Guest piece by Georgia Mills, a producer of The Naked Scientists

At first, radio and podcasts might seem like a bad fit for science: a lot of science is visual. Without being able to show some of the stunning animals, planets and robots, you can lose a bit of the sparkle to a story. Diagrams are also a mainstay of science communication. Used well, they bring understanding to even the trickiest concepts. Again, radio doesn’t have this luxury.

But it doesn’t need it. A lot of science is beautiful, but a lot of it (sorry, scientists) isn’t. Most labs are white, sterile replicas of each other, and when you’re dealing with the realms of quantum, the nanoscale or far distant exoplanets, there often isn’t anything to look at anyway. With radio, there’s no such thing as a dreary setting. Soundscapes allow you to transport people to exciting and impossible places, from the centre of a black hole to the bottom of the ocean. Sound effects and music, used creatively, can also become the auditory equivalent of a diagram and help a listener to get to grips with some of science’s more slippery concepts.

* _JOB 1_: In the piece on science and radio, what does it say most labs are like?
* _JOB 2_: Write out the piece on science and radio from "Guest piece by" up to and including "have this luxury.".

* _STORED DATA_:
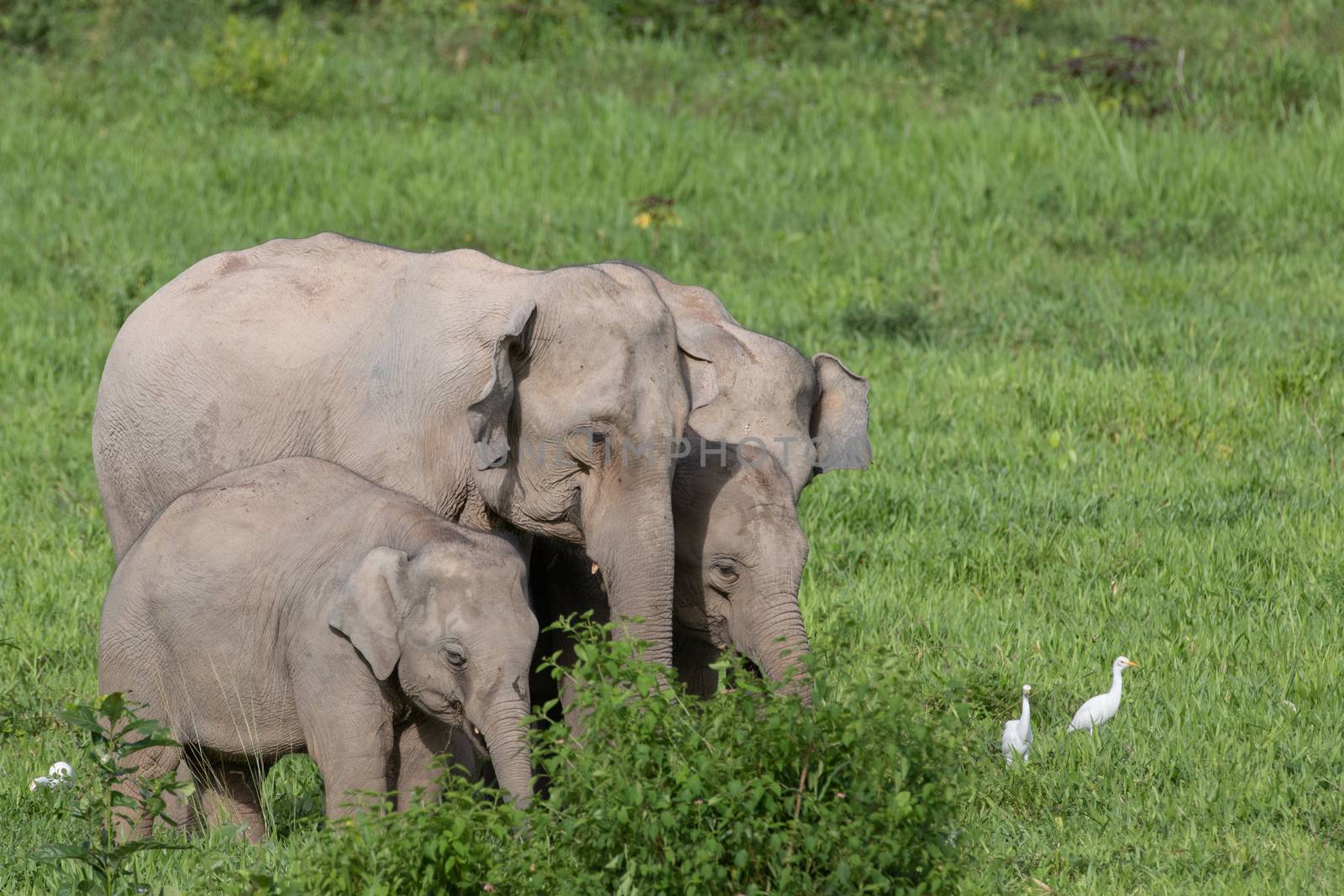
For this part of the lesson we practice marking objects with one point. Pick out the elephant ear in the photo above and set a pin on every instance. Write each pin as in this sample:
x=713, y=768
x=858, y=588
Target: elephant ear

* _COMPLETE RESPONSE 1_: Most labs are white, sterile replicas of each other.

* _COMPLETE RESPONSE 2_:
Guest piece by Georgia Mills, a producer of The Naked Scientists

At first, radio and podcasts might seem like a bad fit for science: a lot of science is visual. Without being able to show some of the stunning animals, planets and robots, you can lose a bit of the sparkle to a story. Diagrams are also a mainstay of science communication. Used well, they bring understanding to even the trickiest concepts. Again, radio doesn’t have this luxury.